- [GIVEN EXERCISE]: Copy the material below line for line, changing nothing.
━━━━━ INFORMATION SUPPLIED ━━━━━
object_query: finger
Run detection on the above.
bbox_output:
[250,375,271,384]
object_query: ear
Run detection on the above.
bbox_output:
━━━━━
- [COMPLETE ANSWER]:
object_query: finger
Run detection on the above.
bbox_output:
[250,375,271,384]
object_query: ear
Run detection on the above.
bbox_output:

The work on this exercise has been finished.